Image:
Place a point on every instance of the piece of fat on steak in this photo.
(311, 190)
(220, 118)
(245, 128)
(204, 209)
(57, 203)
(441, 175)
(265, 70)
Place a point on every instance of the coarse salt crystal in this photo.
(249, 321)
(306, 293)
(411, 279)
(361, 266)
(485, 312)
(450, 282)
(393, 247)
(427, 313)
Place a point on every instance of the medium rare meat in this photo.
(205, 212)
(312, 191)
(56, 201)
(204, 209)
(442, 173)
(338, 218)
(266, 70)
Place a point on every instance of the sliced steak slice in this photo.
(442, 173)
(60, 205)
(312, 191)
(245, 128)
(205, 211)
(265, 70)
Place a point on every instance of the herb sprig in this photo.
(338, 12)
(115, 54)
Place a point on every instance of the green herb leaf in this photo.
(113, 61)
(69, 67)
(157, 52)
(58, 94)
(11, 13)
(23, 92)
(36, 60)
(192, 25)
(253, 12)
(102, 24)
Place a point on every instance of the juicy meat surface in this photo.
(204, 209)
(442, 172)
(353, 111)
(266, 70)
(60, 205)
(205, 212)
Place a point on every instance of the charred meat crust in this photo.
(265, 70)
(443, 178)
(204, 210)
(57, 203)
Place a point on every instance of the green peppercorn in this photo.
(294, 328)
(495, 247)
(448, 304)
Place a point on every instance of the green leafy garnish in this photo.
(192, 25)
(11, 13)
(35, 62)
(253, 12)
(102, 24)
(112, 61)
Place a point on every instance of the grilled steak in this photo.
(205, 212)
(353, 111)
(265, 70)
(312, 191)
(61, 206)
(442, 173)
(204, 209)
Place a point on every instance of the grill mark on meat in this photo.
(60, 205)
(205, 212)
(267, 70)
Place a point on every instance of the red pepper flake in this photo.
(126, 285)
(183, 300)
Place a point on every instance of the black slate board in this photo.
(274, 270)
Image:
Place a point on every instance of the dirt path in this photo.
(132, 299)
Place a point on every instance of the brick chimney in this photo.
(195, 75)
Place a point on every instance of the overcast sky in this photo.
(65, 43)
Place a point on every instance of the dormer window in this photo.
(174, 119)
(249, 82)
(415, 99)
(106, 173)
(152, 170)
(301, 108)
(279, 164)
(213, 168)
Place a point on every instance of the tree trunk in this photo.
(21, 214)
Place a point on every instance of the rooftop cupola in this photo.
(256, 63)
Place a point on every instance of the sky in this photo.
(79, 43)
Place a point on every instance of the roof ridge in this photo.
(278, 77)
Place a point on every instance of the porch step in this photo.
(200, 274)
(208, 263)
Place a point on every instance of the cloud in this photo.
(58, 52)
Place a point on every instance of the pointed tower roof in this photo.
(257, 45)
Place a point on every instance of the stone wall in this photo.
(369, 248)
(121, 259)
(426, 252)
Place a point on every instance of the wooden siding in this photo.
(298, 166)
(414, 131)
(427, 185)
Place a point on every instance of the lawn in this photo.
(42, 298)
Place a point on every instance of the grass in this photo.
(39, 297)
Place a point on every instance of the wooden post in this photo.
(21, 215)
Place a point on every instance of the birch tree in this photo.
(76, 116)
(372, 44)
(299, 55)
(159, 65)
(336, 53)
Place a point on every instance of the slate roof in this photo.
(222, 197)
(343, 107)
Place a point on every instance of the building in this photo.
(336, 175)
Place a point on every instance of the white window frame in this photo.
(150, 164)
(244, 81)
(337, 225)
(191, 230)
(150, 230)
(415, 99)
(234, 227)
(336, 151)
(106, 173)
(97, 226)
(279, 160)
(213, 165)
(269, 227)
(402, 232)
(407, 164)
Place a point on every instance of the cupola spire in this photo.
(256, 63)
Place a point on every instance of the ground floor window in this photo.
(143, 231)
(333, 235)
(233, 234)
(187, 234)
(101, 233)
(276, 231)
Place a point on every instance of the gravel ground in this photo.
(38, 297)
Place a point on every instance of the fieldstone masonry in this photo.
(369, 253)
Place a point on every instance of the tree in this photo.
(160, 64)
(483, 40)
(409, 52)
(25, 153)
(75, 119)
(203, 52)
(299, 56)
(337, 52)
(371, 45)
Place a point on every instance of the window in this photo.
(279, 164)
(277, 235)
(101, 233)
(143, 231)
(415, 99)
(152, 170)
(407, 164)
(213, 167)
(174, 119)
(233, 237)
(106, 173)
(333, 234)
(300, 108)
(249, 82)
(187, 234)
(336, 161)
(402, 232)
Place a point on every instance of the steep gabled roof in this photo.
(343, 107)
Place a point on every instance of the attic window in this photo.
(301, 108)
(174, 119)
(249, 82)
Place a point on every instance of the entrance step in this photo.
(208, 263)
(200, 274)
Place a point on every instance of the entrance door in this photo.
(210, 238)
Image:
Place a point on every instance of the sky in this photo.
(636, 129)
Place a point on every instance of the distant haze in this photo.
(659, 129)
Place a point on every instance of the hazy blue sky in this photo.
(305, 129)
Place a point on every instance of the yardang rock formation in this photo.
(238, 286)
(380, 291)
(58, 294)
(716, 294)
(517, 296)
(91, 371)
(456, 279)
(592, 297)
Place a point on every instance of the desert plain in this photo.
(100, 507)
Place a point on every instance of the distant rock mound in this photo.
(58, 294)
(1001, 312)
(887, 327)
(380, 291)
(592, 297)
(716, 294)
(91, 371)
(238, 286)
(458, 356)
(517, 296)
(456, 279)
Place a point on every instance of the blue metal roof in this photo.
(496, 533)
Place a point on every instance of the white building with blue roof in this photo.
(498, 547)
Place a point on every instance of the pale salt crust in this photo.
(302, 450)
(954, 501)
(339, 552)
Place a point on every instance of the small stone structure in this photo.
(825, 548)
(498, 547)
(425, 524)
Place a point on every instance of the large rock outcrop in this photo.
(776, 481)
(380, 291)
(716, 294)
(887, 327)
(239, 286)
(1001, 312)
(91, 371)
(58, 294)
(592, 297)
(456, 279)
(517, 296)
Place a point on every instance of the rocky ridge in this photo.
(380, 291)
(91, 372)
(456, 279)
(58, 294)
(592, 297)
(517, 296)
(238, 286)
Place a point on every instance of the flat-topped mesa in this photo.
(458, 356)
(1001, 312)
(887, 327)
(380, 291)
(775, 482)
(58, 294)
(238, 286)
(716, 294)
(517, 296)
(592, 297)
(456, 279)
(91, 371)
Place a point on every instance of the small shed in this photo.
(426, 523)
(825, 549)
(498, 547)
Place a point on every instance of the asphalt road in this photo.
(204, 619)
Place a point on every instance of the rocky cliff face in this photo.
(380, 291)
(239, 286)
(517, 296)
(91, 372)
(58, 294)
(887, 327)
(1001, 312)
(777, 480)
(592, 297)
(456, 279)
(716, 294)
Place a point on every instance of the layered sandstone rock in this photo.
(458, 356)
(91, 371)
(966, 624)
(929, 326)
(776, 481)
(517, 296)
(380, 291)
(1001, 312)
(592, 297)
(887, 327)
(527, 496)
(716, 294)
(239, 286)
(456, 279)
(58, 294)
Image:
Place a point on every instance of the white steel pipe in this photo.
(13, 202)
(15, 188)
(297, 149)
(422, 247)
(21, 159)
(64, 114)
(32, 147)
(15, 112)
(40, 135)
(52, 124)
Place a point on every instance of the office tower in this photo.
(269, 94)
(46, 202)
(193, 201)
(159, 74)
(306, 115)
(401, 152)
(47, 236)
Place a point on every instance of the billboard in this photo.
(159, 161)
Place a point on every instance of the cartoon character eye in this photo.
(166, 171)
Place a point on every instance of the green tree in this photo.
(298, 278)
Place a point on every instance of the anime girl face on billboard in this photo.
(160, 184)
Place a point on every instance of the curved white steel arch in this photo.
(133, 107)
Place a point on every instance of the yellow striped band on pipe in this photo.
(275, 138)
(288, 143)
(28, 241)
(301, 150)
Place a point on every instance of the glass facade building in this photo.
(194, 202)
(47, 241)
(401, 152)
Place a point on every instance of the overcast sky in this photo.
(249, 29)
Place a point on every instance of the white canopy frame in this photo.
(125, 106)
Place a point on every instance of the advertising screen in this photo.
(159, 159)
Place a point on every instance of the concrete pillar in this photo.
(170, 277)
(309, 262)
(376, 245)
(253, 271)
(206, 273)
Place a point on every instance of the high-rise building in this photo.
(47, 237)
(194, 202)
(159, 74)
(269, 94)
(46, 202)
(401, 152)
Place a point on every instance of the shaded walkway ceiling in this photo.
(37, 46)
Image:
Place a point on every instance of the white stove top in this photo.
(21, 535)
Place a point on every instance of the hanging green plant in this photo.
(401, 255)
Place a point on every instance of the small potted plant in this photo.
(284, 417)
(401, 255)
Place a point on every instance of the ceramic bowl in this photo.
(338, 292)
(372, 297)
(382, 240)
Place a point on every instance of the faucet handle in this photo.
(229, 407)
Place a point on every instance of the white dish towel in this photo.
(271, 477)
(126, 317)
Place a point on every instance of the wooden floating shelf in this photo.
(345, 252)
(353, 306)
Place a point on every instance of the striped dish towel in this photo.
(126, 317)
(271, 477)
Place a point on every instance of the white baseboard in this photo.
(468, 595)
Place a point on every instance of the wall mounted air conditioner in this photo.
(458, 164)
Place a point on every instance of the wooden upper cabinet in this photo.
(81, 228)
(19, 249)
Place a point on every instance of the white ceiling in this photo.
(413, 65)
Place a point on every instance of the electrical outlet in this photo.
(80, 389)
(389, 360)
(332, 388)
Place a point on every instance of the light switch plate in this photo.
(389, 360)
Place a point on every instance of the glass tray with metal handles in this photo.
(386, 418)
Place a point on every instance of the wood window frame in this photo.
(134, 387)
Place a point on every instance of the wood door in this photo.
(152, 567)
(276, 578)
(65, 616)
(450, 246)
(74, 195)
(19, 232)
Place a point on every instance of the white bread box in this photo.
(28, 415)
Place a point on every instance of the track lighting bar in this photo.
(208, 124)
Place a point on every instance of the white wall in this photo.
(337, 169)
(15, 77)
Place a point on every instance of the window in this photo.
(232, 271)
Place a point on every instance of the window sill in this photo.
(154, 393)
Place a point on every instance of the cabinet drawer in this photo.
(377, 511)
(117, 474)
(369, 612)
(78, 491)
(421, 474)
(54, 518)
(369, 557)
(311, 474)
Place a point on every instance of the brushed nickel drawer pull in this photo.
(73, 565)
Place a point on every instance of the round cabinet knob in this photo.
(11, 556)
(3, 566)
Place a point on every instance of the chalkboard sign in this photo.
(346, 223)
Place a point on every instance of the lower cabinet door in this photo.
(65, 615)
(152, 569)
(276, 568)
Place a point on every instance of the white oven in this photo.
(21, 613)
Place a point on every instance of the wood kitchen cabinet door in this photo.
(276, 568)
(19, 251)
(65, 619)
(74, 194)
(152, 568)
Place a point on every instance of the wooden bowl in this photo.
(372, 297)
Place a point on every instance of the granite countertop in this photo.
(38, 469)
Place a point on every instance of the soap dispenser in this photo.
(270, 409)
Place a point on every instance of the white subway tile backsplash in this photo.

__________

:: PROBLEM ::
Rewrite the data from the line with "Place a point on every instance of the cabinet" through the end, swapping "soap dispenser" for "hand soap pump" and leaving everything else as it is.

:: FULL RESPONSE ::
Place a point on every instance of the cabinet drawer in this photo.
(377, 511)
(117, 474)
(369, 612)
(78, 491)
(421, 474)
(54, 518)
(369, 557)
(311, 474)
Place a point on every instance of the brushed nickel drawer pull in this photo.
(73, 565)
Place a point on every instance of the round cabinet knob in this photo.
(11, 556)
(3, 566)
Place a point on every instance of the chalkboard sign in this photo.
(346, 223)
Place a point on every instance of the lower cabinet door in this photo.
(65, 615)
(152, 569)
(276, 568)
Place a point on every instance of the white oven in this photo.
(21, 613)
Place a point on every instance of the wood kitchen cabinet door in this photo.
(276, 568)
(19, 251)
(65, 619)
(74, 194)
(152, 568)
Place a point on every instance of the wooden bowl in this photo.
(372, 297)
Place a point on every instance of the granite countertop in this photo.
(38, 469)
Place a point on every instance of the hand soap pump in this photo.
(270, 409)
Place a point on every instance of the white subway tile backsplash in this photo.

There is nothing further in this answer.